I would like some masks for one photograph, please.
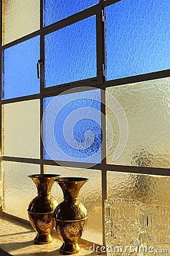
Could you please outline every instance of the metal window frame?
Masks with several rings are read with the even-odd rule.
[[[1,24],[2,25],[2,2],[3,0],[0,0],[1,5]],[[124,85],[127,84],[134,83],[143,81],[148,81],[150,80],[157,79],[163,77],[167,77],[169,76],[170,70],[165,70],[163,71],[159,71],[156,72],[151,73],[148,74],[144,74],[141,75],[134,76],[129,77],[122,78],[120,79],[113,80],[112,81],[105,81],[104,74],[101,74],[101,65],[103,64],[105,67],[105,22],[103,20],[103,16],[104,16],[104,7],[112,5],[120,0],[100,0],[100,2],[87,9],[82,11],[78,13],[75,14],[69,17],[67,17],[63,20],[56,22],[47,27],[43,27],[43,0],[40,1],[40,30],[33,32],[29,35],[23,36],[19,39],[15,40],[11,43],[2,46],[2,36],[0,38],[0,61],[1,67],[2,67],[2,52],[3,50],[8,48],[9,47],[14,46],[18,43],[21,43],[26,40],[32,38],[37,35],[40,36],[40,59],[44,60],[44,39],[45,36],[61,28],[63,28],[75,22],[80,21],[83,19],[90,17],[92,15],[96,15],[96,40],[97,40],[97,76],[96,77],[92,79],[86,79],[84,80],[76,81],[74,82],[70,82],[63,85],[53,86],[52,87],[44,88],[44,65],[41,65],[41,73],[40,73],[40,93],[37,94],[29,95],[27,96],[20,97],[18,98],[10,98],[8,100],[1,100],[2,94],[2,71],[1,68],[0,71],[0,104],[1,109],[3,104],[18,102],[23,101],[28,101],[34,99],[40,99],[40,121],[42,119],[43,115],[43,99],[46,97],[55,96],[60,94],[61,92],[66,93],[69,89],[75,88],[75,91],[76,90],[76,87],[91,86],[94,88],[102,89],[101,92],[101,102],[105,102],[105,96],[103,91],[105,92],[106,88],[110,86],[114,86],[117,85]],[[1,26],[1,35],[2,34],[2,26]],[[101,113],[105,115],[105,106],[104,104],[101,104]],[[2,117],[0,115],[0,141],[1,141],[1,150],[2,149]],[[107,163],[106,160],[106,127],[105,120],[101,118],[101,129],[104,131],[103,140],[104,141],[103,146],[101,148],[102,156],[104,156],[102,158],[101,164],[96,164],[92,167],[90,167],[90,169],[96,169],[101,171],[102,177],[102,206],[103,206],[103,243],[105,243],[104,240],[104,200],[107,199],[107,171],[124,172],[128,173],[134,174],[151,174],[156,175],[165,175],[170,176],[169,168],[152,168],[152,167],[141,167],[136,166],[118,166],[114,164],[108,164]],[[41,127],[40,127],[41,129]],[[2,160],[5,161],[12,161],[16,162],[23,162],[28,163],[39,164],[41,166],[41,174],[44,173],[44,166],[58,166],[71,167],[80,167],[86,168],[86,164],[84,163],[79,162],[70,162],[65,161],[58,161],[58,163],[50,160],[45,160],[43,159],[43,144],[41,138],[40,138],[40,159],[30,159],[24,158],[16,158],[10,156],[2,156]]]

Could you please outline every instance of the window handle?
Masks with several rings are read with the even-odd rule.
[[[42,60],[39,60],[37,63],[37,78],[40,79],[40,65],[42,65],[44,64],[44,61]]]

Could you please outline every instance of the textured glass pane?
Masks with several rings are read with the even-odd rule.
[[[100,90],[45,98],[44,107],[45,159],[101,162]]]
[[[40,1],[3,1],[3,44],[40,29]]]
[[[169,204],[170,177],[108,171],[107,198]]]
[[[36,64],[40,59],[40,38],[36,36],[3,52],[2,99],[40,92]]]
[[[170,68],[169,1],[122,1],[106,13],[107,80]]]
[[[96,17],[45,37],[45,86],[96,76]]]
[[[87,177],[89,180],[81,188],[79,200],[87,210],[87,226],[82,238],[102,245],[102,195],[101,171],[46,166],[45,173],[58,174],[62,177]],[[60,203],[63,201],[60,187],[55,183],[52,193]]]
[[[1,151],[0,150],[0,159],[1,159]],[[2,205],[2,200],[3,200],[3,189],[2,189],[2,184],[3,184],[3,170],[2,166],[2,162],[1,161],[0,163],[0,208]]]
[[[170,79],[110,87],[107,92],[107,105],[112,106],[110,95],[116,98],[124,110],[129,126],[125,148],[114,162],[113,156],[120,138],[124,136],[124,127],[121,127],[120,136],[117,119],[108,108],[107,117],[113,133],[108,163],[169,168]],[[107,141],[110,143],[111,135],[108,131]]]
[[[28,219],[28,206],[37,196],[36,187],[27,176],[40,173],[38,164],[5,161],[3,210],[10,214]]]
[[[40,101],[2,106],[2,155],[40,158]]]
[[[44,0],[44,26],[50,25],[86,9],[99,2],[99,0]]]

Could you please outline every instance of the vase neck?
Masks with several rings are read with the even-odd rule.
[[[59,181],[57,183],[62,190],[64,200],[65,201],[75,202],[78,200],[82,187],[86,182],[86,181],[79,182]]]
[[[50,196],[54,182],[53,178],[32,177],[32,179],[37,187],[39,196]]]

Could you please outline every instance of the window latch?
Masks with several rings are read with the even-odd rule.
[[[38,79],[40,79],[40,68],[39,66],[40,65],[42,65],[44,64],[44,61],[42,60],[39,60],[38,62],[37,63],[37,78]]]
^^^^^^^^^^^^^^^^
> _Written task_: Reproduce everything in the material from the line "Could you please outline every instance of the window latch?" through its end, both included.

> _Finished task_:
Could you please outline every instance of the window latch?
Masks with several rings are read with the even-odd rule.
[[[38,79],[40,79],[40,68],[39,66],[40,65],[42,65],[44,64],[44,61],[42,60],[39,60],[38,62],[37,63],[37,78]]]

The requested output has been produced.